Dalton, Georgia, woman charged with daughter's death likely to be deported as part of plea deal

Legal office of lawyers, justice and law concept / Getty Images
Legal office of lawyers, justice and law concept / Getty Images

A woman who was arrested in Dalton, Georgia, more than four years ago in the death of her 17-month-old daughter has entered a negotiated guilty plea to the same charges she was convicted of at trial and is expected to be deported to Guatemala.

On New Year's Eve in 2015, Catarina Castro Moran was arrested and charged with second-degree murder in connection with the death of her daughter, who was found dead in bed after an apparent severe illness.

Moran also was charged with cruelty to children in the first degree, identity fraud, and making false statements to law enforcement officers.

Ten months later, a Whitfield County jury found Moran guilty of second-degree murder and she was sentenced to 10 years in prison. In the original trial in October 2016, Whitfield County Superior Court Judge William Boyett had merged the charges of second-degree murder and second-degree cruelty to children for sentencing.

Moran recently sought a retrial, but instead pleaded guilty to the same charges and was sentenced this time to 30 years, with the first four years and eight months in confinement with credit for time served since December 2015.

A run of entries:
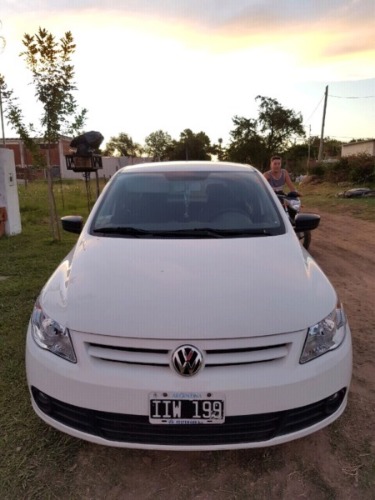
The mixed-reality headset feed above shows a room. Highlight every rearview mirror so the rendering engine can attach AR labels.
[61,215,83,234]
[294,214,320,233]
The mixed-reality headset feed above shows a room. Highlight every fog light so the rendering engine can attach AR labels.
[33,389,52,415]
[325,389,346,415]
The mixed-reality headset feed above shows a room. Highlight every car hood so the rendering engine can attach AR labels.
[41,233,337,339]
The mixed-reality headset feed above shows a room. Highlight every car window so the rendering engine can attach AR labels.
[91,170,285,237]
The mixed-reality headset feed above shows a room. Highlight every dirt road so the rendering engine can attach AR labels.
[73,213,375,500]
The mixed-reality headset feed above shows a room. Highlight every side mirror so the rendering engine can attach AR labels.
[60,215,83,234]
[294,214,320,233]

* [PROBLEMS AND TASKS]
(1) According to the article on the Dalton, Georgia, plea deal, to which country is the woman expected to be deported?
(2) Continue the article on the Dalton, Georgia, plea deal from its last sentence.

* [ANSWERS GIVEN]
(1) Guatemala

(2)
The rest of her sentence has been "suspended on banishment," District Attorney Bert Poston said.

Poston told the Times Free Press in an email that to his understanding, Moran "has been transferred to Homeland Security for deportation proceedings based upon the conviction."

Officers with the Dalton Police Department responded to a call about a dead child at a home in the 500 block of Whitener Drive at 6 a.m. on Dec. 31, 2015.

Officers performed CPR on the child until paramedics arrived, but the victim had already died.

By the time officers arrived, rigor mortis had begun to set in, leading them to believe the 17-month-old had died sometime the night before.

Moran told investigators that she believed at first the child had fallen ill that Wednesday, but later found her daughter had been severely ill with a high fever since the previous week.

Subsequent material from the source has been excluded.